▶ REQUIRED ACTION
Leaving out the pictures, copy each record below exactly.

________________

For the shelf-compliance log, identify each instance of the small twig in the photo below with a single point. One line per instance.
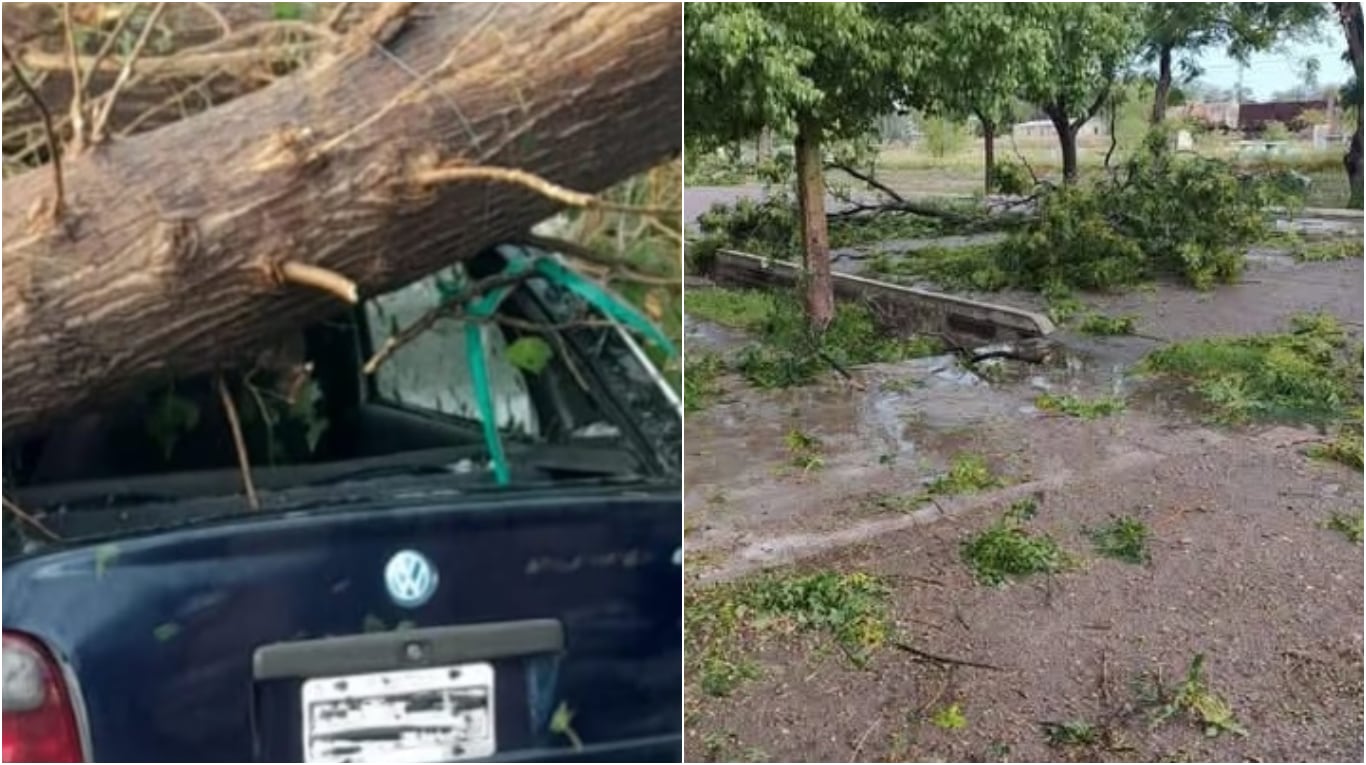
(428, 320)
(77, 81)
(99, 124)
(108, 45)
(239, 444)
(53, 148)
(858, 745)
(541, 186)
(939, 659)
(318, 277)
(30, 521)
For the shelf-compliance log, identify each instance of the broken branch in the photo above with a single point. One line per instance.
(30, 521)
(53, 149)
(238, 443)
(541, 186)
(318, 277)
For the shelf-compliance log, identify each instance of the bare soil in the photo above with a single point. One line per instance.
(1242, 568)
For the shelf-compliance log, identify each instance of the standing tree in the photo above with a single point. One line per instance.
(977, 59)
(1086, 47)
(821, 71)
(1187, 29)
(1350, 15)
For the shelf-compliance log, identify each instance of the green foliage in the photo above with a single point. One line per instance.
(1107, 325)
(724, 620)
(941, 135)
(1347, 525)
(530, 354)
(950, 717)
(1124, 538)
(1070, 732)
(803, 450)
(1195, 701)
(701, 376)
(773, 64)
(1183, 215)
(1006, 549)
(976, 267)
(967, 474)
(787, 353)
(1079, 407)
(1346, 446)
(1011, 178)
(1299, 376)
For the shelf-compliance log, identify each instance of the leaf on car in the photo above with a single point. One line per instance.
(530, 354)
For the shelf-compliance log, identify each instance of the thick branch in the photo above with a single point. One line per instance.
(165, 265)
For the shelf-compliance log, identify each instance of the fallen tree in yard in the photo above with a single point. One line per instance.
(422, 135)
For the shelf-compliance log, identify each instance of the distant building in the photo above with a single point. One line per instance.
(1220, 115)
(1253, 118)
(1044, 129)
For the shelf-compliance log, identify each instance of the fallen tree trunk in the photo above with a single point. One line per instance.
(167, 254)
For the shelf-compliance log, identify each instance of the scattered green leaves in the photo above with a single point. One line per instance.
(1079, 407)
(1006, 549)
(1347, 525)
(950, 717)
(1306, 374)
(530, 354)
(1124, 538)
(1201, 705)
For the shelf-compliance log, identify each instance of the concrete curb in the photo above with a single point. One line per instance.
(906, 309)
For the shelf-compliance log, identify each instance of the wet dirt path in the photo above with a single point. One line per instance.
(1242, 568)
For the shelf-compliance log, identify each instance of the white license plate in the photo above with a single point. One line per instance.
(430, 715)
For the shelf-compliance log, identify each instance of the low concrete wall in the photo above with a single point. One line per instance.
(900, 309)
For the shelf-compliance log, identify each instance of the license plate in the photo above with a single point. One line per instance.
(429, 715)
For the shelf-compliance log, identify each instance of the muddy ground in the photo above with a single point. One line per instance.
(1242, 568)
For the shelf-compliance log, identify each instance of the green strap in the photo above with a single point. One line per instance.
(605, 302)
(484, 399)
(486, 305)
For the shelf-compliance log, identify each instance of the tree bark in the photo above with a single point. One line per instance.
(1164, 85)
(1066, 141)
(989, 155)
(165, 262)
(816, 245)
(1350, 15)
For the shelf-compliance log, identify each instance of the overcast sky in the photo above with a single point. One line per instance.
(1280, 70)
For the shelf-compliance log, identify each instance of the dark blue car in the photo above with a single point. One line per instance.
(391, 600)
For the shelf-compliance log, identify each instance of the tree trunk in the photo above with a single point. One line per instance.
(1067, 141)
(1350, 15)
(164, 261)
(1164, 85)
(816, 246)
(989, 153)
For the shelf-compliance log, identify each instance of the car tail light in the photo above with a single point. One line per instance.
(40, 720)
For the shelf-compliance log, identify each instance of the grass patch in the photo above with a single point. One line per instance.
(803, 451)
(966, 476)
(1123, 538)
(1193, 698)
(1107, 325)
(1346, 446)
(1305, 374)
(1079, 407)
(701, 380)
(741, 309)
(1348, 526)
(850, 608)
(974, 267)
(1006, 549)
(950, 717)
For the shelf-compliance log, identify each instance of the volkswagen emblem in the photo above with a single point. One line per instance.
(411, 578)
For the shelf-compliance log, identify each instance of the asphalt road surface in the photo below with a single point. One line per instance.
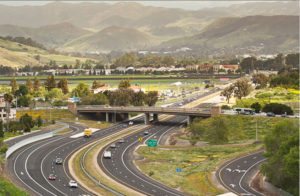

________________

▶ PROBLEM SOLUTION
For the shelf-compliance log, identify each instance of the small twig in the photo below with a single point. One line per instance.
(428, 320)
(77, 81)
(99, 124)
(108, 45)
(239, 444)
(53, 148)
(858, 745)
(541, 186)
(939, 659)
(318, 277)
(30, 521)
For the shelf-compliance log, identify each instance of the broken branch in the photo above with a single point. One line per instance.
(30, 521)
(53, 149)
(238, 443)
(541, 186)
(318, 277)
For the shelf-compliance log, identify each instance of the bare soil in the photo above with a single point. One line per instance.
(1242, 568)
For the shelf-compliance log, identify each instance of the standing tree in the photo above with a single point. One line per instance.
(977, 59)
(1086, 47)
(821, 71)
(1187, 29)
(1350, 15)
For the shelf-compliance log, identify each instance of the green foliage in the photo above with a single point. One line per instance.
(1107, 325)
(724, 620)
(941, 135)
(1347, 525)
(530, 354)
(950, 717)
(1124, 538)
(1070, 732)
(803, 450)
(1195, 701)
(701, 376)
(773, 64)
(1183, 215)
(1006, 549)
(976, 267)
(967, 474)
(787, 353)
(1079, 407)
(1346, 446)
(1011, 178)
(1299, 376)
For the shelf-compliance log, identify each instance of the leaf on car in the photo above with a single point. One line per instance.
(530, 354)
For the shelf-compliance log, identify each instance of the thick branch in the photo above with a single point. One line per instance.
(165, 265)
For the shelf-compliance log, identify each instance of the fallen tree in yard in the photo above with a single point. One line per instance.
(422, 135)
For the shelf-compliance log, identify each instance of the distant building in the photo above with a single point. One line per instance.
(1220, 115)
(1253, 118)
(1044, 129)
For the shelf-compliance log, identify each instance of the fallen tree trunk in the photo above with a single point. One line per instance.
(167, 254)
For the shelf-compliance log, identify each instance of the scattered green leaves in the photo above with a single point. One line per instance.
(1079, 407)
(1006, 549)
(1347, 525)
(950, 717)
(1306, 374)
(530, 354)
(1124, 538)
(1201, 705)
For the shelf-compliance log, identify each instance of the concrete curb in the photo above with a single point. One line per instance.
(906, 309)
For the shelf-compliance log, identify each instance of the wet dirt path in the photo above with a single point. One line per instance.
(1242, 568)
For the shelf-compliance log, identify each instance of the white license plate in the photo above with a single point. One line per instance.
(430, 715)
For the shelf-compliance log, identify each instance of the low concrete wall in the photo above with a single point. One line per instance.
(900, 309)
For the shelf-compliance log, identify each instance of the license plate in the photo above with a single point. One line per instance.
(429, 715)
For the shelf-compliance log, identify each instance of the muddy ground in the photo above with a single point. One line per instance.
(1242, 568)
For the shelf-compliance log, identify each instance of the green strap in the photo above with a single point. One line per instance.
(605, 302)
(484, 399)
(486, 305)
For the shelf-compliance log, identify each instance of the tree bark in the photo above with a single point. One line per instance.
(1164, 85)
(1066, 141)
(989, 155)
(165, 262)
(816, 245)
(1350, 15)
For the shelf-compliance log, identify each instance of the overcast sky in the photo above with a single point. One line per instance.
(1280, 70)
For the shelf-compliance log, identify each instance of the dark blue car in the photo above with a single point. One line per instance.
(391, 600)
For the shelf-compliance log, identify each instance of the tree trunk in the photo above with a single point. One line per instance.
(1067, 141)
(1350, 15)
(164, 261)
(1164, 85)
(816, 246)
(989, 153)
For the shelf-compliance log, identify each instance of the car tail light in the photo above with a single point. One line per instance.
(40, 720)
For the shelf-compliance log, identify each instance of the grass patch in the photo above with a single point. One line per instance.
(803, 451)
(966, 476)
(1123, 538)
(1193, 698)
(1107, 325)
(1346, 446)
(1305, 374)
(1079, 407)
(701, 380)
(741, 309)
(1348, 526)
(850, 608)
(974, 267)
(1006, 549)
(950, 717)
For the shelf-compliance log, identify each instance of the volkswagen emblem in the photo above with a single point. One line per instance.
(411, 578)
For the shelf-compliance log, identify each instance of the asphalt road surface in the photo below with a single point. One line per instance.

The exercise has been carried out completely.